» EXTRAIT DU DOCUMENT:
--------------------------------

Par définition toujours, une revue spécialisée est nécessairement « étroite », étant entendu qu’on ne peut prétendre à la fois à la spécialisation et à la généralité. Si le médecin généraliste est généraliste, c’est qu’il n’est pas neurologue ou angiologue, lesquels médecins, s’ils sont spécialistes respectivement du système nerveux et des vaisseaux sanguins, ne le sont pas d’autre chose. Cette idée de spécialisation correspond bien au schéma d’organisation d’une discipline comme la philosophie (mais en réalité de toutes les disciplines académiques) dont j’ai parlé plus avant. L’exemple que j’ai pu prendre montre bien comment un philosophe peut se spécialiser en philosophie morale mais, plus encore, sur le naturalisme moral, et « encore plus encore », sur la pensée de A. J. Ayer, et « encore encore plus encore » sur son émotivisme telle qu’il l’exprime dans son ouvrage de 1936, Langage, truth and logic. Mais la spécialisation a un certain prix : elle conduit à devoir faire l’impasse sur ce qui est trop éloigné de ce sur quoi nous sommes des spécialistes car nous ne pouvons être spécialistes de tout. Dès lors, une revue spécialisée est une revue qui, certes, est consacrée à un certain (sous-)domaine mais qui, en conséquence, reste étrangère à d’autres (sous-)domaines. Et par « domaine » j’entends ici exactement ce que j’entendais préalablement par « domaine » et « sous-domaine » jusqu’à présent, à savoir un ensemble paradigmatique de questions et de réponses, de références et d’acteurs, de méthodes et d’attendus, de styles et de pratiques, de normes et de valeurs. Et de fait, de telles revues existent bien, même si elles ne recoupent pas nécessairement un et un seul (sous-)domaine, même si une certaine diversité peut y être perceptible6 .

--------------------------------

» PROBLÈME À RÉSOUDRE: Selon l'extrait du document, de quoi le neurologue et l'angiologue sont-ils respectivement spécialistes ? Ces enregistrements proviennent d'une autre source.

» ENTRÉES FOURNIES:
--------------------------------

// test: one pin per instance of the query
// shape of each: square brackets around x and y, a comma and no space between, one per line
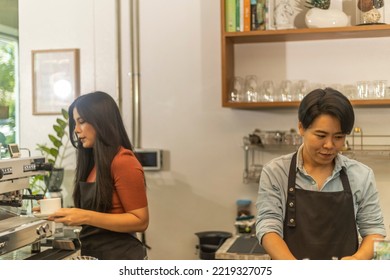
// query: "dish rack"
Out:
[275,143]
[359,145]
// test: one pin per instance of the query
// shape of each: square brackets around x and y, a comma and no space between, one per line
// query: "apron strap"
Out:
[291,222]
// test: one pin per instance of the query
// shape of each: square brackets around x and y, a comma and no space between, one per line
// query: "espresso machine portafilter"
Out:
[17,228]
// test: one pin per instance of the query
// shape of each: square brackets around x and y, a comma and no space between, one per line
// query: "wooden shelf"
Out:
[295,104]
[304,34]
[230,39]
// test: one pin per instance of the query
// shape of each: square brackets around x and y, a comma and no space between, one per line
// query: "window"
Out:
[8,91]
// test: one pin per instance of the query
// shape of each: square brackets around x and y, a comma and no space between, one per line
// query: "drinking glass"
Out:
[301,89]
[379,89]
[236,90]
[251,88]
[362,89]
[268,91]
[286,91]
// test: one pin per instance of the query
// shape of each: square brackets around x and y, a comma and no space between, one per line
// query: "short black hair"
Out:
[327,101]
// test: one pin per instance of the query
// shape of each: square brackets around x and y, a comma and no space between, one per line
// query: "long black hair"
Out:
[327,101]
[100,110]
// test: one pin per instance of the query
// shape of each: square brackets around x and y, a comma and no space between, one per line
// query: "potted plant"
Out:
[55,153]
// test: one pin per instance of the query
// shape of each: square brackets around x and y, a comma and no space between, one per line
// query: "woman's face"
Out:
[85,131]
[323,140]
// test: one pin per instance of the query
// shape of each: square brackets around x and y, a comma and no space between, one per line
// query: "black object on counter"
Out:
[209,243]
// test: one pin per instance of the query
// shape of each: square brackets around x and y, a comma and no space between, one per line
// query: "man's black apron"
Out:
[319,225]
[104,244]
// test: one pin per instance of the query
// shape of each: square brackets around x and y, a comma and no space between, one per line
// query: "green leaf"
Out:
[59,130]
[54,152]
[56,142]
[65,114]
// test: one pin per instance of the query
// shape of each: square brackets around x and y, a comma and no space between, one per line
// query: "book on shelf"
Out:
[245,15]
[230,15]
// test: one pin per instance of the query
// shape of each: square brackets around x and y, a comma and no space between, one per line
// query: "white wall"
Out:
[181,102]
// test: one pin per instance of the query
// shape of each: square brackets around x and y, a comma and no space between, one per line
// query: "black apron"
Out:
[105,244]
[319,225]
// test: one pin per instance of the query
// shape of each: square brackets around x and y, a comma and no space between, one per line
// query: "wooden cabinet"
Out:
[230,39]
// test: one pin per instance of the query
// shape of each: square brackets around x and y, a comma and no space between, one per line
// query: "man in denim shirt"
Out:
[313,203]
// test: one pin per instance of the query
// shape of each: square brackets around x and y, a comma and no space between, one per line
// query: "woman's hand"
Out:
[70,216]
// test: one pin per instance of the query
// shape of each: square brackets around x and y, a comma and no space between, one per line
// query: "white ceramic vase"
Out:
[317,18]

--------------------------------

» TÂCHE ACCOMPLIE: Le neurologue est spécialiste du système nerveux, et l'angiologue des vaisseaux sanguins.